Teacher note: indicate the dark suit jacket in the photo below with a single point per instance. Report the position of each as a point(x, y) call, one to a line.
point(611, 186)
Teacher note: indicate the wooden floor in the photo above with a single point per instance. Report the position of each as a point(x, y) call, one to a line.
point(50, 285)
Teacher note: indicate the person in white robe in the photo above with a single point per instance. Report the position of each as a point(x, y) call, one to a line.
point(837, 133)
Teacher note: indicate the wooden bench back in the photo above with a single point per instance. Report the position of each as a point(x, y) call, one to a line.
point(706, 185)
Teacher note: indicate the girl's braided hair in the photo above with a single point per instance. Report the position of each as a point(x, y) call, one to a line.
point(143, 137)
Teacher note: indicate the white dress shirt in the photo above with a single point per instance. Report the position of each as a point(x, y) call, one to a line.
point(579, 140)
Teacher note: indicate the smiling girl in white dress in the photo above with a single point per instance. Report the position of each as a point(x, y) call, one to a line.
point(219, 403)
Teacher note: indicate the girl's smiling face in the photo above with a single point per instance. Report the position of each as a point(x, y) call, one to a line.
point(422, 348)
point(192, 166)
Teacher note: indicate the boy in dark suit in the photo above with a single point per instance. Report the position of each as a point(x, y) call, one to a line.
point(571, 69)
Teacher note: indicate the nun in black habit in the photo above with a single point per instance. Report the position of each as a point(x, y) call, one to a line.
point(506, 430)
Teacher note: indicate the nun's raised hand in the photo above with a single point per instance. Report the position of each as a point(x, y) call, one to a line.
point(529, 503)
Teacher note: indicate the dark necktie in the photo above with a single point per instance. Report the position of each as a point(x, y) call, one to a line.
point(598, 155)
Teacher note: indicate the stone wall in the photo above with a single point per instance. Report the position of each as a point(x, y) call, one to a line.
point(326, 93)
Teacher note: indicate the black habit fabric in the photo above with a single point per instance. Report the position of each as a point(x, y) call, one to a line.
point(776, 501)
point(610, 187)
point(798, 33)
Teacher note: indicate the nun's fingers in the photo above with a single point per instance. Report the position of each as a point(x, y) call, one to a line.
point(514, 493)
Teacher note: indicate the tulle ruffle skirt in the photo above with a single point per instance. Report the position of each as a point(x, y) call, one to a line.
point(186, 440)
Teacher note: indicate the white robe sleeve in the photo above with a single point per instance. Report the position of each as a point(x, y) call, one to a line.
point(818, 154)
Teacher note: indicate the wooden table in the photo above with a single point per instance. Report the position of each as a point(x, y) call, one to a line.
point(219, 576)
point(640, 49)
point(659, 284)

════

Required work:
Everything in the listing should be set down again exactly.

Response area:
Teacher note: indicate the dark suit jacket in the photo below with a single point per instance. Report the position of each as a point(x, y) call, one to a line.
point(611, 186)
Teacher note: indicate the wooden floor in the photo above with a single point per instance. Report the position of each as a point(x, y) call, one to a line.
point(50, 285)
Teacher note: indicate the person in white robe in the photo above with a single point per instance. Report the position of each as a point(x, y) call, one to a line.
point(837, 133)
Teacher note: indicate the wooden bench back in the photo above with a single point per instance. Report the position of each as a point(x, y) call, one to a line.
point(706, 185)
Teacher note: indicate the girl's braided hair in the photo above with a single point per instance. Report the position of each as a point(x, y) call, one to a line.
point(143, 137)
Teacher note: indicate the white dress shirt in the photo above with a single point per instance. Report the position of each as a point(x, y) call, one to a line.
point(579, 140)
Teacher note: indicate the smiling girl in white dress in the photo above with a single point per instance. Report the position of each as a point(x, y) call, one to a line.
point(219, 403)
Teacher note: indicate the girl's smiling face in the photo above with a single point per instance. Report the position of each as a point(x, y) call, one to a line.
point(422, 348)
point(192, 166)
Teacher note: indicate the boy in dark suit in the photo above with a single point per instance. Report the position of each as a point(x, y) call, one to a line.
point(571, 69)
Teacher note: indicate the nun in black habit in the photo above with a single point per instance. Report the position of each as a point(x, y) call, one to a line.
point(506, 430)
Teacher note: indicate the nun's raised hand in the photo above with a single point per instance. Report the position of each as a point(x, y) call, one to a line.
point(529, 503)
Teacher note: indicate the dark necktie in the photo above with a single point per instance. Report the position of each as a point(x, y) call, one to a line.
point(598, 155)
Teacher note: indicate the stone wall in the photo above with a single point per instance. Report the position of each as a point(x, y) call, one to a line.
point(326, 93)
Teacher note: indicate the black habit fabric in the photo above with a single point per instance. Report the position of each as a point(x, y) call, one to a line.
point(776, 501)
point(610, 187)
point(798, 33)
Teacher note: indicate the nun's fingers in the photo above with a single point per instance. Report the position of each as a point(x, y) call, one to a line.
point(514, 493)
Teacher note: indicate the tulle ruffle skirt in the photo above with a single point per instance. Report the position of each as a point(x, y) call, one to a line.
point(186, 440)
Teacher note: indicate the white robe sleeve in the photo above with a single point per instance. Report the position of each as a point(x, y) call, one to a line.
point(818, 154)
Teacher note: indicate the wooden table in the photo above with a single point per instance. Report the position of each as a point(x, y) call, one to a line.
point(219, 576)
point(640, 49)
point(659, 284)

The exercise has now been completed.